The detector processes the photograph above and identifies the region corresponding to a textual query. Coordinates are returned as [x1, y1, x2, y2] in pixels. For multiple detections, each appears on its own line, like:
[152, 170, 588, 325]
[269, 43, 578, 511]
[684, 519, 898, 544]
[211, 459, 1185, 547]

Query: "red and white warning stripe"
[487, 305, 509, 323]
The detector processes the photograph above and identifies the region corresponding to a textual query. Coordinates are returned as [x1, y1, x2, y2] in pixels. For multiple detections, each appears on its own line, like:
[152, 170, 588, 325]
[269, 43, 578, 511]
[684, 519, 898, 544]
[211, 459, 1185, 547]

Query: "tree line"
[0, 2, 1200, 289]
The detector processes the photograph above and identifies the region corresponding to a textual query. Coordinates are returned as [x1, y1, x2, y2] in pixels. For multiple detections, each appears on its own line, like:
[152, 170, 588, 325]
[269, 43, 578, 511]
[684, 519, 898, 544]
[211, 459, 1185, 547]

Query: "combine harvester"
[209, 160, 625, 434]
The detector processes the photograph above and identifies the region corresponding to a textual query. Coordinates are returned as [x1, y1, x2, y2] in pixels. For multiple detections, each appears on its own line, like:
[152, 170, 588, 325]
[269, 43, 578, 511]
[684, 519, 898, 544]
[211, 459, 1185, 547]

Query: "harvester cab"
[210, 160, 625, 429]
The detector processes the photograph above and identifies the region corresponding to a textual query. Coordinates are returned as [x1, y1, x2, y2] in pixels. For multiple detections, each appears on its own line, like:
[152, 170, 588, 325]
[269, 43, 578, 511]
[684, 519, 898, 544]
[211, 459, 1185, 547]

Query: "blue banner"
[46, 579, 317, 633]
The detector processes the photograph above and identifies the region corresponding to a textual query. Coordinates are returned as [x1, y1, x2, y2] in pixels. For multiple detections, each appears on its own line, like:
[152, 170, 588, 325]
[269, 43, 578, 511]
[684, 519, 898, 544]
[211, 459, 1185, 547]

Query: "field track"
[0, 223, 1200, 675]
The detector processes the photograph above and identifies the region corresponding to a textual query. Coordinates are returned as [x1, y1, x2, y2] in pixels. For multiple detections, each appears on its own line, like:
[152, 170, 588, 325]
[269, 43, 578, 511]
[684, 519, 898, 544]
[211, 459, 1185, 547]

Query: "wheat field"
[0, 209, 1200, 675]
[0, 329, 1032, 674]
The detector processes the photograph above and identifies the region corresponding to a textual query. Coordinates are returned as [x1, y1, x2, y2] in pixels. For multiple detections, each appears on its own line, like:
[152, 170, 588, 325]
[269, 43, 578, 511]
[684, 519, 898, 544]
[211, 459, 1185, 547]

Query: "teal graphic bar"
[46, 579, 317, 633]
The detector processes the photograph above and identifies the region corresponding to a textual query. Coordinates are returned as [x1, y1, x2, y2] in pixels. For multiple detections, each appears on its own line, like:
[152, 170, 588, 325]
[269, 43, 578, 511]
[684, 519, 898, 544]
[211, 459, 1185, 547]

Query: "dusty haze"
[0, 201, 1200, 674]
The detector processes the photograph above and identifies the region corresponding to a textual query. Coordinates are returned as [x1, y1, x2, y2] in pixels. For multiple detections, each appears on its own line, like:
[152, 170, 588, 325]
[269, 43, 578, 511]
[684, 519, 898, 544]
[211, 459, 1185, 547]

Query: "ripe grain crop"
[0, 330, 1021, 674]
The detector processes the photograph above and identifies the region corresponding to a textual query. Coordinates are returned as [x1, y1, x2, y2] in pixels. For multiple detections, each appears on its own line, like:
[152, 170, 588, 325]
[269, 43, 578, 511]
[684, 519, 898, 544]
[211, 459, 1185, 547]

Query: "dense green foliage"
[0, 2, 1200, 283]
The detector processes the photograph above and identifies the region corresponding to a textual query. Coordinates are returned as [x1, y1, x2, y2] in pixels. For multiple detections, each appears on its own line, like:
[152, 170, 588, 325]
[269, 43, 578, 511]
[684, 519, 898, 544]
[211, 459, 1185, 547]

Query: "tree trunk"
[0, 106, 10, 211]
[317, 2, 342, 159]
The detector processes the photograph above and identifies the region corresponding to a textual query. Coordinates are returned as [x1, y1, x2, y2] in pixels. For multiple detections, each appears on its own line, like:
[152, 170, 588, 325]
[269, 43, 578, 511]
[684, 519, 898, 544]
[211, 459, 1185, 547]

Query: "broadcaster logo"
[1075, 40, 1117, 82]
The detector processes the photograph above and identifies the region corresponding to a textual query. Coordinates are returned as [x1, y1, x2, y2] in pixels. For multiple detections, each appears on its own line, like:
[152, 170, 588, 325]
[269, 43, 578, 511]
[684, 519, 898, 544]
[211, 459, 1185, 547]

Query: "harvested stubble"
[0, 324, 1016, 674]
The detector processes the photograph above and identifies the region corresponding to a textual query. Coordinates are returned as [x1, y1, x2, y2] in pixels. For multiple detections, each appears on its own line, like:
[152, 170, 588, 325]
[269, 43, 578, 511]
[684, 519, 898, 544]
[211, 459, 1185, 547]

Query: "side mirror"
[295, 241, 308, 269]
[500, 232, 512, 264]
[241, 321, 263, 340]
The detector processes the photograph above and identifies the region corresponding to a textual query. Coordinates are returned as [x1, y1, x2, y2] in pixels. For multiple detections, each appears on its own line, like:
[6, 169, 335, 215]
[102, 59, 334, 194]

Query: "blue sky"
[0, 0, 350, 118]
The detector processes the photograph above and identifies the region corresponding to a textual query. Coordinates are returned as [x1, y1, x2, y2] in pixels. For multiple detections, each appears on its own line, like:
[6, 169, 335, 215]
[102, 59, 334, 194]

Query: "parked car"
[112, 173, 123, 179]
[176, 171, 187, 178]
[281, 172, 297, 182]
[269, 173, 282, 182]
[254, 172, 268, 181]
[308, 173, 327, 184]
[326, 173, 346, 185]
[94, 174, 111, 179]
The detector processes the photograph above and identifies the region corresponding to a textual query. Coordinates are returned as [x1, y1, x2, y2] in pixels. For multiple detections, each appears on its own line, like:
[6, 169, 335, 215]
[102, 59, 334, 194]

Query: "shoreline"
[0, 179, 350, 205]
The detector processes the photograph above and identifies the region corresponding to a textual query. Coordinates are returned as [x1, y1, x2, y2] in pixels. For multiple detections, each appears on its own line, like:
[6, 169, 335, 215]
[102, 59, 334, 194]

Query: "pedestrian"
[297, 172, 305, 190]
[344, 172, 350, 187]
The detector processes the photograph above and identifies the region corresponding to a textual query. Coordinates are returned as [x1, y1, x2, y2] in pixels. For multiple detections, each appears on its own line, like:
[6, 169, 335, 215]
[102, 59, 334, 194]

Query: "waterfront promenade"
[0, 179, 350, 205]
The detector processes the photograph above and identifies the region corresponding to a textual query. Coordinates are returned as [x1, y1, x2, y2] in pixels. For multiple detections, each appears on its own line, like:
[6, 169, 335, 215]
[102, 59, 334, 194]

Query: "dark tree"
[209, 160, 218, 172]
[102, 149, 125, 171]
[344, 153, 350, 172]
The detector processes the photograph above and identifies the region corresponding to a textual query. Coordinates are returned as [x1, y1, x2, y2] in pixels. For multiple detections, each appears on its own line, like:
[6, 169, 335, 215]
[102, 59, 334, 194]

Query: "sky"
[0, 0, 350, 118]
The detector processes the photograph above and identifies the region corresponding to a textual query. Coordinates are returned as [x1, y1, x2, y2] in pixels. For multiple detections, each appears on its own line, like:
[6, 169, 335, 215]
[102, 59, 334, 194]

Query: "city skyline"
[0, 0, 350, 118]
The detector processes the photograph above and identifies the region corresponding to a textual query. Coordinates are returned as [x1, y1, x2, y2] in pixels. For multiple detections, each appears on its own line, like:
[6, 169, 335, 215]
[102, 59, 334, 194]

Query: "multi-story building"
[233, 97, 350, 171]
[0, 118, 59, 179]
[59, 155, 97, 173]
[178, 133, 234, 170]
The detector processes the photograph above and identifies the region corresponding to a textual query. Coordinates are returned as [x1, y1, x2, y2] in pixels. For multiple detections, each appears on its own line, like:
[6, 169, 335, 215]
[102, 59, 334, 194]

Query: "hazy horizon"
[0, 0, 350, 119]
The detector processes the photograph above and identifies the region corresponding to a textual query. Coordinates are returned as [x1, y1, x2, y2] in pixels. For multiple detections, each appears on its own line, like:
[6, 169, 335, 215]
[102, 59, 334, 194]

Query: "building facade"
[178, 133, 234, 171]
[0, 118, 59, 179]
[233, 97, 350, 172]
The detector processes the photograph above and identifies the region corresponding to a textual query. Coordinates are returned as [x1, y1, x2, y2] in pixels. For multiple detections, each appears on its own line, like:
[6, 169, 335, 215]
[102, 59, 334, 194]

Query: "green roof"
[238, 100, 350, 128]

**Exercise aim:** Show every line of the records that contains the string "field".

**Written answer:**
Query: "field track"
Query: "wheat field"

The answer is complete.